Objective: Please copy the lines below verbatim, starting with the line that contains "of the power" and ending after the line that contains "204), (999, 299)]", with both of those lines included.

_ _ _ _ _ _ _

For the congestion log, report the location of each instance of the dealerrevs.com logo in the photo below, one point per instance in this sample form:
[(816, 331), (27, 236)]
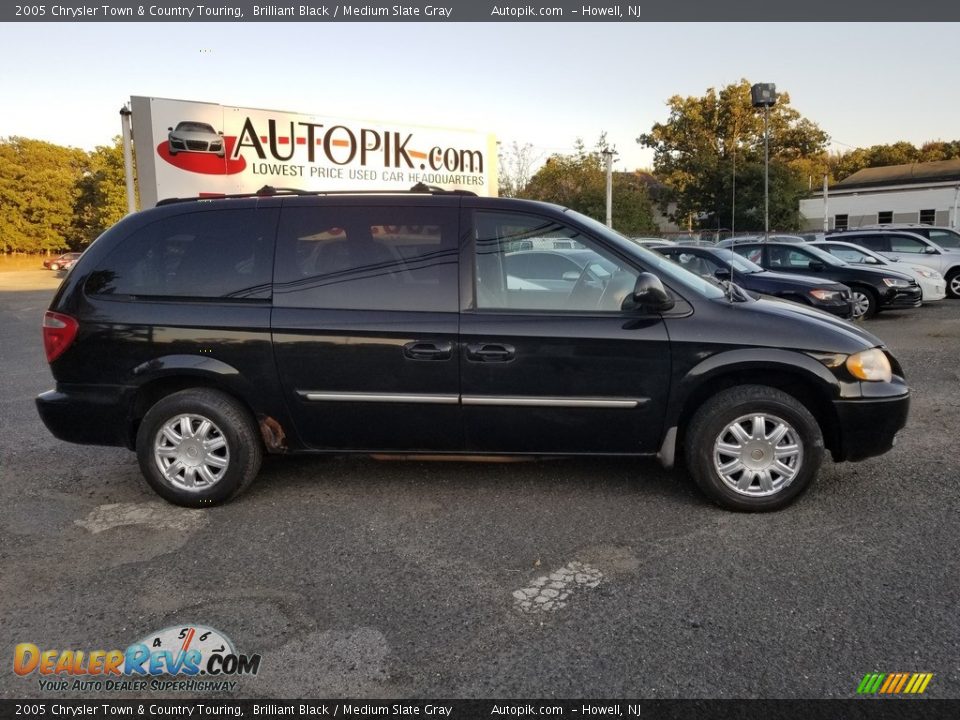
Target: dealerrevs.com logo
[(180, 658)]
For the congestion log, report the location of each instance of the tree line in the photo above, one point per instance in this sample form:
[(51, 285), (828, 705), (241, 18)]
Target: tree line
[(55, 198), (708, 166), (708, 173)]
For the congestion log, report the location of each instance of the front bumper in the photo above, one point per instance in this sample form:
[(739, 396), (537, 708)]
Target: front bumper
[(868, 426), (842, 310), (933, 290), (902, 297)]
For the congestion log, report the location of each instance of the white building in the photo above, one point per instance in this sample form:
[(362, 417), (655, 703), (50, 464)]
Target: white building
[(918, 192)]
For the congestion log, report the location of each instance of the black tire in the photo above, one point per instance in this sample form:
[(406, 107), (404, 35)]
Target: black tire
[(869, 297), (953, 284), (231, 440), (709, 438)]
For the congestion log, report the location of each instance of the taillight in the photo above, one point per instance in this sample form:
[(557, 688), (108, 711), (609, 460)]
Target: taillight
[(58, 333)]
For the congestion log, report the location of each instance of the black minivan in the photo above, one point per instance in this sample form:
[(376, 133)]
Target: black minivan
[(203, 333)]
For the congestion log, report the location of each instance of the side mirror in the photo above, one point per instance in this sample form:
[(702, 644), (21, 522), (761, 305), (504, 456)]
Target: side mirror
[(649, 293)]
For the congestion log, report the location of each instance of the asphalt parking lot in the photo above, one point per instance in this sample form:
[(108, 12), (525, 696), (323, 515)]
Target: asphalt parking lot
[(361, 578)]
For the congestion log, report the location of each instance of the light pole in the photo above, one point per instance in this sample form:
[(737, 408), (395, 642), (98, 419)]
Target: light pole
[(608, 156), (765, 95)]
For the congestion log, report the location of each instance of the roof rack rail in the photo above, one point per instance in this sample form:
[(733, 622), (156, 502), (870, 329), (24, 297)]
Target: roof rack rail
[(271, 191)]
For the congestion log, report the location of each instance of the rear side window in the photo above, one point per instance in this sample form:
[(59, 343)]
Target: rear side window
[(212, 254), (877, 243), (369, 258), (944, 238), (906, 244)]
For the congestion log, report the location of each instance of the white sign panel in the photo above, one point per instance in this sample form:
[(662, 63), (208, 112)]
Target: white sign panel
[(190, 149)]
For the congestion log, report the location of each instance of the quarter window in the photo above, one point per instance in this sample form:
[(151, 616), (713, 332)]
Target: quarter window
[(369, 258), (207, 254), (527, 262), (902, 243)]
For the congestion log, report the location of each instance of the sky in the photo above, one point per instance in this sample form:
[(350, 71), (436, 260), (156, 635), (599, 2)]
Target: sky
[(546, 84)]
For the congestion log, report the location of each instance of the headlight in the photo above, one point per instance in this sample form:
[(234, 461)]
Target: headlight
[(871, 365)]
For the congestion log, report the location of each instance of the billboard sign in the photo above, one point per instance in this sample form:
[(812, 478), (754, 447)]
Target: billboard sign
[(190, 149)]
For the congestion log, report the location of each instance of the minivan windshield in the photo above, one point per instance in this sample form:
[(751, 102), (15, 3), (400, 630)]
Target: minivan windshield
[(657, 263)]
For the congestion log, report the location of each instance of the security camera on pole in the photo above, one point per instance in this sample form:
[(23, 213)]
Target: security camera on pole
[(765, 95)]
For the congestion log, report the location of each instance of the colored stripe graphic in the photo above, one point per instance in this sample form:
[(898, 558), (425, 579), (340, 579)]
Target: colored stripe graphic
[(894, 683)]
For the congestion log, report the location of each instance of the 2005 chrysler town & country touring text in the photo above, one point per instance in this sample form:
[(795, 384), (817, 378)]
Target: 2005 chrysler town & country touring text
[(204, 333)]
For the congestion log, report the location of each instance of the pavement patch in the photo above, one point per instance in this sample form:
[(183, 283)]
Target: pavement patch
[(549, 593), (157, 515)]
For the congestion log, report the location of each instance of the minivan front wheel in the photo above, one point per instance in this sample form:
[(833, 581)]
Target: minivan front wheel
[(198, 447), (753, 448)]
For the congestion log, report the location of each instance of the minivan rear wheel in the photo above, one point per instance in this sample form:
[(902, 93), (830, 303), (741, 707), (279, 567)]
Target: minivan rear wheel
[(198, 447), (753, 448)]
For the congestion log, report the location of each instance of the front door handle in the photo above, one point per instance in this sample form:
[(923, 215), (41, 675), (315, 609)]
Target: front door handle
[(491, 352), (417, 350)]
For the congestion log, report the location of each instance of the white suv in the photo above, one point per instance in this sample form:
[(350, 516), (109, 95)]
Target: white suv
[(909, 246)]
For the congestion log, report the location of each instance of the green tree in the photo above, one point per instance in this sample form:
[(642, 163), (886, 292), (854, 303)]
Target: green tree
[(710, 155), (37, 193), (101, 198), (515, 166), (578, 181)]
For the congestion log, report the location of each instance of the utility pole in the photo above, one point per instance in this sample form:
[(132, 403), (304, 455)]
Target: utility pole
[(765, 95), (826, 214), (126, 132)]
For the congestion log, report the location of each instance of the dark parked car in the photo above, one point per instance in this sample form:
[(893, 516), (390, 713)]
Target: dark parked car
[(872, 290), (911, 247), (61, 262), (722, 264), (203, 334)]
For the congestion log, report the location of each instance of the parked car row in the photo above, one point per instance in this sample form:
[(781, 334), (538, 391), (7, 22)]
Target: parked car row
[(926, 255)]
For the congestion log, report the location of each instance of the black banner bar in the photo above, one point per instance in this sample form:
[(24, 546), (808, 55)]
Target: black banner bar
[(322, 11), (898, 708)]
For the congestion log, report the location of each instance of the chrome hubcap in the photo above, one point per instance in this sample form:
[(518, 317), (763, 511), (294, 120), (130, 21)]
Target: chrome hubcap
[(191, 452), (861, 304), (758, 455)]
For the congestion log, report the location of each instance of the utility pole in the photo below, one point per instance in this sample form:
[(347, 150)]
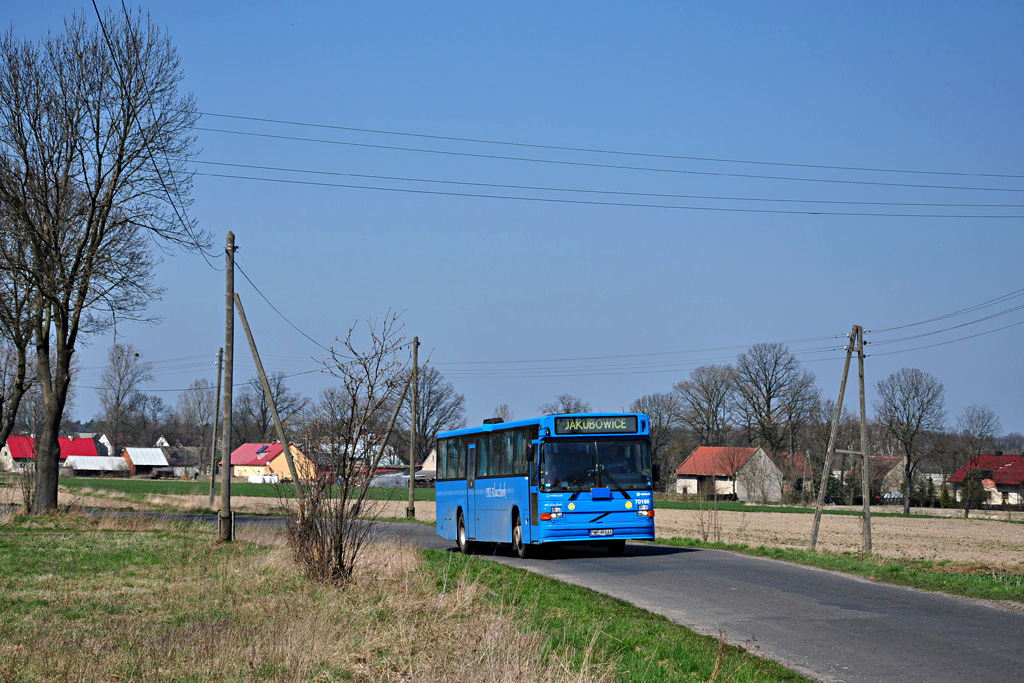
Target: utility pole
[(216, 415), (832, 442), (865, 479), (226, 528), (411, 510), (269, 401)]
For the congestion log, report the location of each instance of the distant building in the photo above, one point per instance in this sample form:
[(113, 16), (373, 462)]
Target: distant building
[(18, 453), (742, 473), (144, 462), (265, 459), (97, 466), (1003, 477)]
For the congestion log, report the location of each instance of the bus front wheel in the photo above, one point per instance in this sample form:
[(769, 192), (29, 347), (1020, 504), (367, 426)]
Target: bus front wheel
[(521, 549), (465, 545)]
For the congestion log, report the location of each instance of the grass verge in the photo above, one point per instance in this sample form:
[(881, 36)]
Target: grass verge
[(972, 581), (603, 634), (139, 488)]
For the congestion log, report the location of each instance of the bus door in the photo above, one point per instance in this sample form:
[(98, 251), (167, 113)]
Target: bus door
[(470, 516)]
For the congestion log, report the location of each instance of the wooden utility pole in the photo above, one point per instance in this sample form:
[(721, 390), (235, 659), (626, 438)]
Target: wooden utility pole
[(226, 528), (411, 510), (832, 442), (216, 415), (865, 479), (269, 401)]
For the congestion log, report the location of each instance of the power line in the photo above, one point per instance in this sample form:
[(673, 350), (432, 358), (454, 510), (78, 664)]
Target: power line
[(535, 160), (953, 327), (278, 310), (951, 341), (602, 191), (559, 147), (635, 355), (615, 204), (999, 299)]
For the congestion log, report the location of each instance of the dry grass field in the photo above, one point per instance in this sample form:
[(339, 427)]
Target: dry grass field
[(977, 544)]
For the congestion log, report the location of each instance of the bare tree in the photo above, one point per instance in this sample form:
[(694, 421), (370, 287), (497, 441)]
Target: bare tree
[(664, 413), (504, 412), (195, 412), (706, 401), (349, 433), (255, 422), (438, 408), (94, 146), (766, 375), (17, 371), (564, 402), (909, 402), (120, 395), (847, 438)]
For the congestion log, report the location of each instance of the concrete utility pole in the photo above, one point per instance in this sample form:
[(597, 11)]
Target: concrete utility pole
[(226, 528), (832, 442), (865, 479), (216, 416), (273, 407), (411, 510)]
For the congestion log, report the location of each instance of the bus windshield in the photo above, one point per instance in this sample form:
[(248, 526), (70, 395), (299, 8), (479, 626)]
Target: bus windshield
[(580, 465)]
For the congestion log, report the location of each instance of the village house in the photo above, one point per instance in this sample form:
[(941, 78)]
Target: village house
[(19, 452), (740, 473), (1003, 477), (144, 462), (263, 460), (184, 462)]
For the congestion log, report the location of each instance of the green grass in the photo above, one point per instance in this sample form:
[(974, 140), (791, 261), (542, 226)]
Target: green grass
[(636, 644), (967, 581), (139, 488), (733, 506)]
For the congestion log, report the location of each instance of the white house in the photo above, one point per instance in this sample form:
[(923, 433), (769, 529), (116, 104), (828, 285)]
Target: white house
[(743, 473)]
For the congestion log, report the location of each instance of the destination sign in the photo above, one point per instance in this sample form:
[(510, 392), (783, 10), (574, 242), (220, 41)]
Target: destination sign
[(621, 424)]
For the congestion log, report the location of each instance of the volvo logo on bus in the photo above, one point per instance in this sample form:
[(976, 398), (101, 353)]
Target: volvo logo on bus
[(620, 424)]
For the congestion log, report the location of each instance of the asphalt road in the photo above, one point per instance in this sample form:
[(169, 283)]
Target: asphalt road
[(827, 626)]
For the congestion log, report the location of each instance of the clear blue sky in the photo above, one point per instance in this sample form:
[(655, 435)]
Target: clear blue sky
[(931, 86)]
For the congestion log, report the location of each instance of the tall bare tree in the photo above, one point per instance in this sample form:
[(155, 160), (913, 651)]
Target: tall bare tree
[(766, 375), (564, 402), (978, 427), (255, 421), (706, 400), (121, 398), (94, 146), (910, 401), (504, 412), (438, 408)]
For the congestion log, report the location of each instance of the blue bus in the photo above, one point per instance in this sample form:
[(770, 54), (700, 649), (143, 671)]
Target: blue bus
[(559, 478)]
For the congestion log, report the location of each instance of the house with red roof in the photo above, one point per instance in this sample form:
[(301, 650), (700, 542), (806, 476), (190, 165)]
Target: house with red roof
[(19, 452), (735, 472), (266, 459), (1003, 477)]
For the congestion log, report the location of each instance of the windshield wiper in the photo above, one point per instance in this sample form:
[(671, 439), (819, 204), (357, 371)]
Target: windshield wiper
[(604, 473)]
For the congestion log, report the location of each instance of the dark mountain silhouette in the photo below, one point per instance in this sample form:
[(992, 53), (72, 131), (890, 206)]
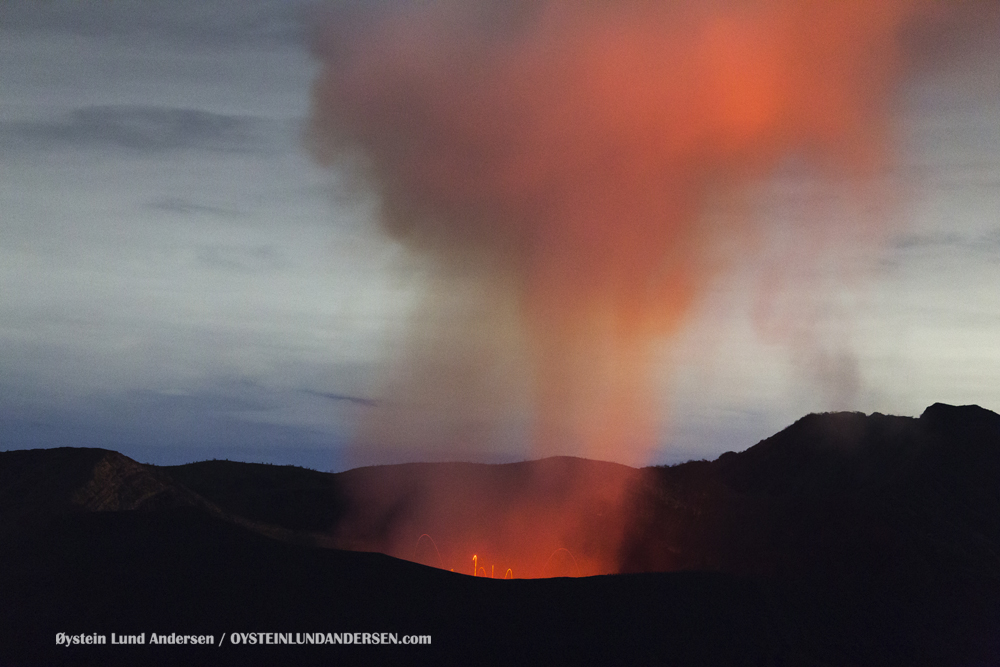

_ _ _ _ _ _ _

Problem solution:
For the congestion log, report the location of each instance of the power line in the photo above, one point per instance in this sample form:
[(673, 350), (432, 358), (454, 510), (78, 664)]
Target: power line
[(535, 160), (953, 327), (278, 310), (951, 341), (602, 191), (559, 147), (635, 355), (615, 204), (999, 299)]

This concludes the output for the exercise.